WRITTEN REQUEST — Copy out the listing below line for line, leaving out the pictures.

----- RECORDS SHOWN

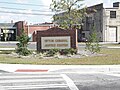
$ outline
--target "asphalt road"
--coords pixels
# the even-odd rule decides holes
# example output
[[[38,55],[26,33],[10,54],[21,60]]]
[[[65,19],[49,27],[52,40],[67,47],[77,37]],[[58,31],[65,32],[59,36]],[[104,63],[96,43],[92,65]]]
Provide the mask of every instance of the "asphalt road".
[[[3,90],[120,90],[120,75],[105,73],[1,73]]]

----------

EXERCISE OUTPUT —
$ outline
--target "asphalt road"
--coords pixels
# the even-odd rule decides holes
# example output
[[[38,55],[26,33],[10,54],[21,60]]]
[[[65,19],[49,27],[52,40],[67,47],[77,37]],[[58,31],[65,32],[59,36]],[[104,63],[96,43],[92,65]]]
Provide the mask of every instance of the "asphalt road".
[[[3,90],[120,90],[120,75],[105,73],[1,73]]]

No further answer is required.